* Directions for this task: Render the data from its first line through the line containing "negative clicks: (170, 694)", both ends included, as a JSON list of strings with one string per line and blank lines omitted.

* Records shown:
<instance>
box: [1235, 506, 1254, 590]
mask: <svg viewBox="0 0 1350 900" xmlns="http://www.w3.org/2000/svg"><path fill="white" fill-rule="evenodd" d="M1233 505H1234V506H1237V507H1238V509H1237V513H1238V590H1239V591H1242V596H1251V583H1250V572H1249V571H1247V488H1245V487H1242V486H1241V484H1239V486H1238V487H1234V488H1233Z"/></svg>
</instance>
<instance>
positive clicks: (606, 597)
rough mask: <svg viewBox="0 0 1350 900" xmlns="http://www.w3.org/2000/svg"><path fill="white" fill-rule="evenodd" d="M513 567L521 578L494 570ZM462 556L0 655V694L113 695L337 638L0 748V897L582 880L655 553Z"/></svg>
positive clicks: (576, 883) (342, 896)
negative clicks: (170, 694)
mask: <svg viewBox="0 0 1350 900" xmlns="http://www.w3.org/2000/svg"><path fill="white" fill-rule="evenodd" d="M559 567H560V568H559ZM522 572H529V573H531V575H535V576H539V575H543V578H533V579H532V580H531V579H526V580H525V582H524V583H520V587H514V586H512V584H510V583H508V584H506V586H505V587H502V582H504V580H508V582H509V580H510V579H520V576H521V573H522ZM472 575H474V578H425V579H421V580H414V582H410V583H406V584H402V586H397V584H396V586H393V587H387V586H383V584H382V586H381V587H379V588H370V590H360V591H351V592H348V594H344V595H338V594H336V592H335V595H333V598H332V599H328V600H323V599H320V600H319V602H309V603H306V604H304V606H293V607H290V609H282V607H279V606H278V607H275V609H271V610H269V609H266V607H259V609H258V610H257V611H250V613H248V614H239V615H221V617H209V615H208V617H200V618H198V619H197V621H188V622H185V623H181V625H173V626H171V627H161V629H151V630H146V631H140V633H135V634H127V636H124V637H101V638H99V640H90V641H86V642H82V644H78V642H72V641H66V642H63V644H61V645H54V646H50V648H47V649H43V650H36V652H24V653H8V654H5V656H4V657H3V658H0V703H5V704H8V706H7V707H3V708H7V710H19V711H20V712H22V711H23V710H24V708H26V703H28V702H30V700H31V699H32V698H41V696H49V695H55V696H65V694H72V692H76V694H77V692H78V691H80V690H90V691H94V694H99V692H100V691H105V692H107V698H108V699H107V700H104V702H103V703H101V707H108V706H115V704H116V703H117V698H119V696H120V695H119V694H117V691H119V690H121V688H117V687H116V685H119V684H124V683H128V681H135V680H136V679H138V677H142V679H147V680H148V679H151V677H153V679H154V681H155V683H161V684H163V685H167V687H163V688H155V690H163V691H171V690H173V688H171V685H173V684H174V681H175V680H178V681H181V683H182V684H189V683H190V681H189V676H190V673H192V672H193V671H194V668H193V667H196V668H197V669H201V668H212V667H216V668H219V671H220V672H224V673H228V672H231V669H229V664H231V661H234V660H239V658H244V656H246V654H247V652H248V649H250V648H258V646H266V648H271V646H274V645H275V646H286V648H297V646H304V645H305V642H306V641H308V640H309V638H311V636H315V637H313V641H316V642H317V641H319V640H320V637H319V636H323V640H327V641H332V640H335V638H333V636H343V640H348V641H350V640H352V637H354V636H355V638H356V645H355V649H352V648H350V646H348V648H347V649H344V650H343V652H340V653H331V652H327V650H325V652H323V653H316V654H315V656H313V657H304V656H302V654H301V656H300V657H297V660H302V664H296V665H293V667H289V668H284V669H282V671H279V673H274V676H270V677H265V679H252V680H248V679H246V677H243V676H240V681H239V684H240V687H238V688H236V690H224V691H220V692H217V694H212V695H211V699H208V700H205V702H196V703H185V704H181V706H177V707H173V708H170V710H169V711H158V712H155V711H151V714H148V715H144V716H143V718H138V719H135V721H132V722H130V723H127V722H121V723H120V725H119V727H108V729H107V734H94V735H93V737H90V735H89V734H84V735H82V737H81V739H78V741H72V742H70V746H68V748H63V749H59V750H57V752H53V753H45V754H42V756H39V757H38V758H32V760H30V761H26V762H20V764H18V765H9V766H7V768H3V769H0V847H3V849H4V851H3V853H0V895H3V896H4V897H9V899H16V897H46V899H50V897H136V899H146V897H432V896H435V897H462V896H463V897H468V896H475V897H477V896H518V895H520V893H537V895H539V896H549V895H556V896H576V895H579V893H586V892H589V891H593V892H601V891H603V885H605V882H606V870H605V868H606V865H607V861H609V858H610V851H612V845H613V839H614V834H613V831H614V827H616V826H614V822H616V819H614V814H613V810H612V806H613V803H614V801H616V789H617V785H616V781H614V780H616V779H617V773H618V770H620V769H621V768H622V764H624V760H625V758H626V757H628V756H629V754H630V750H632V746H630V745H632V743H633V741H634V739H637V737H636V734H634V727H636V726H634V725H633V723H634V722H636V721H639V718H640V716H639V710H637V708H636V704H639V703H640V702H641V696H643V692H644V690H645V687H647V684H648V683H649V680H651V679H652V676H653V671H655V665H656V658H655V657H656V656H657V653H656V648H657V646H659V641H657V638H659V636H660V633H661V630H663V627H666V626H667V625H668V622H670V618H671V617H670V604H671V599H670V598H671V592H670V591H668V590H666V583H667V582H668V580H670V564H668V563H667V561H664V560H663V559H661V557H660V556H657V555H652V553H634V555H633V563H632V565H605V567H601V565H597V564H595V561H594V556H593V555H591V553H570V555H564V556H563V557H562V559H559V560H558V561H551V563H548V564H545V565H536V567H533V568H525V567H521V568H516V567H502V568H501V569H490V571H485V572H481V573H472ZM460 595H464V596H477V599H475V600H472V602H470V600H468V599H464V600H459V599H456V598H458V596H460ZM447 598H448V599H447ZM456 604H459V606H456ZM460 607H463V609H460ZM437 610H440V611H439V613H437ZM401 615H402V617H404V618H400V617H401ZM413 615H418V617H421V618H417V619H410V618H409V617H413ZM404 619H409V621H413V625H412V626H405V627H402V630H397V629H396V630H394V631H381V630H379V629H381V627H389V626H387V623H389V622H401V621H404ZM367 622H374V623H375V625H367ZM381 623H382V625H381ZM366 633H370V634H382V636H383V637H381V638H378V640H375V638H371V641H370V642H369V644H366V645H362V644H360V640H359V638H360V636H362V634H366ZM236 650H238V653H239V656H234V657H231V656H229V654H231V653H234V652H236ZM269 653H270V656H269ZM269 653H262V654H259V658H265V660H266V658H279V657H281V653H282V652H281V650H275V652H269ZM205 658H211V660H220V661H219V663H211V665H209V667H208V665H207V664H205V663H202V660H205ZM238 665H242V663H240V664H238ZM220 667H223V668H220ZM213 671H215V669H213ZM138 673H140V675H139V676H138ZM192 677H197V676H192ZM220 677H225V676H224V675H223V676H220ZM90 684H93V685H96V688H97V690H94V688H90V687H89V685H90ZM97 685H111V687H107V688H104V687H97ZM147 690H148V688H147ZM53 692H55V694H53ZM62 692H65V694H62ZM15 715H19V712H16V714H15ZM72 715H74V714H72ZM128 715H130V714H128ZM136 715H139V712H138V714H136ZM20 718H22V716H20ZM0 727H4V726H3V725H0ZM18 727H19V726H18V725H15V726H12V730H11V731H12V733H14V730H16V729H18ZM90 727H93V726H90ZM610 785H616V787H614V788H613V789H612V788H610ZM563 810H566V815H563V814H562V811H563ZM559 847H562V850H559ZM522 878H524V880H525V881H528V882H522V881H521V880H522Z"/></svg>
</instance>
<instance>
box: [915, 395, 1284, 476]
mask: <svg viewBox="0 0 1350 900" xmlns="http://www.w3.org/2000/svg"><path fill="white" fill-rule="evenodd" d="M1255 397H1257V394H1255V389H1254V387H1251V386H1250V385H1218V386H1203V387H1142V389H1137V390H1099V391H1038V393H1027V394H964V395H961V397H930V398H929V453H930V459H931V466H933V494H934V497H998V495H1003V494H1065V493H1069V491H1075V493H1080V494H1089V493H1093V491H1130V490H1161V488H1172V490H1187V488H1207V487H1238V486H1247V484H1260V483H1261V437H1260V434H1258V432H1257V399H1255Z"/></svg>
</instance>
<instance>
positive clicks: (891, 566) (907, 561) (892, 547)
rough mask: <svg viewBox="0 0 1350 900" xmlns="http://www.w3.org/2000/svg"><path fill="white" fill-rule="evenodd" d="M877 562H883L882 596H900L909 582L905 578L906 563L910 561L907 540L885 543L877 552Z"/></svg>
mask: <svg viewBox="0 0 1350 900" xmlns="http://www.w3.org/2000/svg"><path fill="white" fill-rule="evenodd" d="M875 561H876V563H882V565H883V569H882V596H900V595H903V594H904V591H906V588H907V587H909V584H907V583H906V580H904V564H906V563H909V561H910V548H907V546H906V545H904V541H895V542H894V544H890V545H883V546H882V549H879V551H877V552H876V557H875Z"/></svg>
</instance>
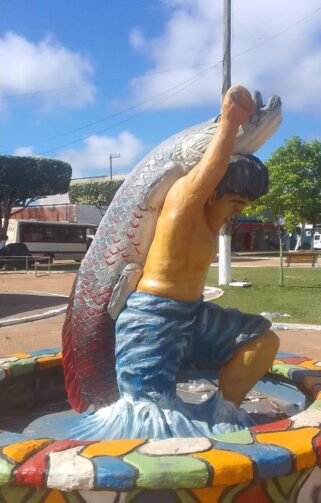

* Result of the task:
[
  "<instance>",
  "box: [1235, 506, 1254, 590]",
  "mask: <svg viewBox=\"0 0 1350 900\" xmlns=\"http://www.w3.org/2000/svg\"><path fill=\"white\" fill-rule=\"evenodd\" d=\"M1233 505H1234V506H1237V507H1238V509H1237V513H1238V590H1239V591H1242V596H1251V583H1250V572H1249V571H1247V488H1245V487H1242V486H1241V484H1239V486H1238V487H1234V488H1233Z\"/></svg>",
  "</instance>",
  "<instance>",
  "positive clicks: (606, 597)",
  "rough mask: <svg viewBox=\"0 0 1350 900\" xmlns=\"http://www.w3.org/2000/svg\"><path fill=\"white\" fill-rule=\"evenodd\" d=\"M513 567L521 578L494 570ZM462 556L0 655V694L113 695L337 638L0 748V897L582 880L655 553Z\"/></svg>",
  "positive clicks: (576, 883) (342, 896)",
  "negative clicks: (170, 694)"
]